## Given problem 1:
Write out the entries below word for word, from their opening line through the line that contains "156), (138, 158)]", inclusive.

## Excerpted passage:
____

# My New 220 Gallon Tank



## B. Rodgers (Jan 20, 2005)

I just picked up this beast yesterday for $550. It came with a stand and a 75 gallon sump with a 5' tall wet/dry filter that I'm going to have to modify to fit under the tank instead of behind it. It also came with some R2D2 type thing that I have no idea what it does. This was a reef tank, and It's now going to have a lasrge Caribe shoal in it!

Here's The Pics...


----------



## CichlidAddict (Jul 1, 2005)

Nice pickup! It looks like you have some cleaning to do...


----------



## furious piranha (Mar 22, 2005)

:nod:


CichlidAddict said:


> Nice pickup! It looks like you have some cleaning to do...


----------



## oscar119 (Nov 26, 2005)

Nice tank... I take it you've stocked up on cleaning supplies..


----------



## Mettle (Dec 29, 2003)

Haha - R2D2 type thing.







That's awesome!

Cool pick-up. Lotsa cleaning to do. Disgusting that the person let it get that bad.

I'd love to have a tank that big... I don't know where I'd put it though.

Looks like you have a LOT of empty tanks sitting about, huh?


----------



## latinoheat (Jan 26, 2006)

Looks like a good weekend project to grab some beers and clean out the tank. But it will be fun instead of it being a job. Goodluck and hope to see some pics after its up and running


----------



## benJii (Feb 17, 2005)

nice tank, but dude...a caribe shoal?

seems like a mighty good waste of a beautiful (but dirty) tank


----------



## Guest (Mar 9, 2006)

Tibs said:


> nice tank, but dude...a caribe shoal?
> 
> seems like a mighty good waste of a beautiful (but dirty) tank










But its your tank, and they would have the "cool" factor.


----------



## jan (Apr 24, 2004)

Definately a tank with potential. After the cleaning and aquascaping you will have a great looking tank already. After you have added the shoal of Caribes it will only going to look better. Can't wait to see the pics of the end result. Good luck with it


----------



## B. Rodgers (Jan 20, 2005)

Thanks for the feedback! The tank has calcium buildup and coraline algae all over it. I've been hacking away at it with a 6" wide putty knife, cuz it keeps breaking my razor blades. It's almost finished. I should have it up and running without the wet/dry filter here in a few days, just to make sure there are no leaks...then I have to modify the tank...the person who owned it also painted the back of the tank blue on the outside, so I have to scrape that off, I don't want a blue background...YUCK!


----------



## thePACK (Jan 3, 2003)

____

(Stored data)
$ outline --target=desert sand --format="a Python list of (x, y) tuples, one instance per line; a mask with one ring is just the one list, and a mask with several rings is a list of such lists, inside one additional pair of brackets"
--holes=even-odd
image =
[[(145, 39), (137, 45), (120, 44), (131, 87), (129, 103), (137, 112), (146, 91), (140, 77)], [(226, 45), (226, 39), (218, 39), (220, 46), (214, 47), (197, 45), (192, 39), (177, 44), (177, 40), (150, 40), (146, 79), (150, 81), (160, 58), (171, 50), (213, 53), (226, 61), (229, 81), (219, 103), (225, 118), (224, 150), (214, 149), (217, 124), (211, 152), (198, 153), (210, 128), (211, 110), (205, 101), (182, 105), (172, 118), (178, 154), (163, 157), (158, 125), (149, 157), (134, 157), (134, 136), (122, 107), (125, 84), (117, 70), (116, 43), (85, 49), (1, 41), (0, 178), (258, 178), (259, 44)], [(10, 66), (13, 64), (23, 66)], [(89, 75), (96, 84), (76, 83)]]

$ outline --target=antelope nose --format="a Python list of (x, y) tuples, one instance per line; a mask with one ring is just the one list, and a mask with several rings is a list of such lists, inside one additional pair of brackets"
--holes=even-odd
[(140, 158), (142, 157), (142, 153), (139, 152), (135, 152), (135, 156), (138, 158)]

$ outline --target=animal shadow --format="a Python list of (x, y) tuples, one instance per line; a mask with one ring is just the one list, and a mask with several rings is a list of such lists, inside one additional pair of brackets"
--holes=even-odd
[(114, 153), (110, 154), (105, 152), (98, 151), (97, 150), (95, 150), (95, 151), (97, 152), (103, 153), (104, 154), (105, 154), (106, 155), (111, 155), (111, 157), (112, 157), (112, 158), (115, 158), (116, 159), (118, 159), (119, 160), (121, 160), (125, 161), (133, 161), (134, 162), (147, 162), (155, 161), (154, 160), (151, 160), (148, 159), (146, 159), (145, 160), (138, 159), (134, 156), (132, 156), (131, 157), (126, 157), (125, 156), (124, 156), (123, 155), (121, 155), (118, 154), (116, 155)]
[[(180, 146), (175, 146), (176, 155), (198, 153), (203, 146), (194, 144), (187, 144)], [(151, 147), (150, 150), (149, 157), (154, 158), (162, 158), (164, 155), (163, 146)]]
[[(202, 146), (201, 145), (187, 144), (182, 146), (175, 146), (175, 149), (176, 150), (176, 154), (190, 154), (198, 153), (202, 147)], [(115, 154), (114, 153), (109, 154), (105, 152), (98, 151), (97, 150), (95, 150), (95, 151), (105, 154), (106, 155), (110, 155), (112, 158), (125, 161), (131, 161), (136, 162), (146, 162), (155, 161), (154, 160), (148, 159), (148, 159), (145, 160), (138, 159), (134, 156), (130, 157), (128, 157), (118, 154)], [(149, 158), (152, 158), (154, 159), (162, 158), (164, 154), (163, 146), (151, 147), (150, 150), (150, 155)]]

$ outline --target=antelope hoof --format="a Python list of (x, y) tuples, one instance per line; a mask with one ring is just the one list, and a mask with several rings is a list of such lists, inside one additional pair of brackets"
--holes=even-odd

____

## Given problem 2:
From the forum thread on the 220 gallon tank above, pull out the passage between "I just picked" and "(Jul 1, 2005)", inclusive, copying it verbatim.

## Written solution 1:
$ outline --target=desert sand --format="a Python list of (x, y) tuples, one instance per line; a mask with one ring is just the one list, and a mask with several rings is a list of such lists, inside one additional pair of brackets"
--holes=even-odd
image =
[[(145, 39), (137, 45), (120, 44), (131, 87), (129, 103), (137, 112), (146, 91), (140, 77)], [(226, 45), (226, 39), (218, 39), (220, 46), (214, 47), (197, 45), (192, 39), (177, 44), (177, 40), (150, 40), (146, 79), (150, 81), (160, 58), (171, 50), (213, 53), (226, 61), (229, 81), (219, 103), (225, 118), (224, 150), (214, 149), (217, 124), (211, 152), (198, 153), (210, 128), (211, 110), (205, 101), (182, 105), (172, 118), (178, 154), (163, 157), (158, 125), (149, 157), (134, 157), (134, 136), (122, 107), (125, 84), (117, 70), (116, 43), (85, 49), (1, 41), (0, 178), (258, 178), (259, 44)], [(10, 66), (13, 64), (23, 66)], [(89, 75), (96, 84), (76, 83)]]

$ outline --target=antelope nose --format="a Python list of (x, y) tuples, one instance per line; a mask with one ring is just the one list, and a mask with several rings is a list of such lists, inside one additional pair of brackets"
--holes=even-odd
[(140, 158), (142, 157), (142, 153), (139, 152), (135, 152), (135, 156), (138, 158)]

## Written solution 2:
I just picked up this beast yesterday for $550. It came with a stand and a 75 gallon sump with a 5' tall wet/dry filter that I'm going to have to modify to fit under the tank instead of behind it. It also came with some R2D2 type thing that I have no idea what it does. This was a reef tank, and It's now going to have a lasrge Caribe shoal in it!

Here's The Pics...


----------



## CichlidAddict (Jul 1, 2005)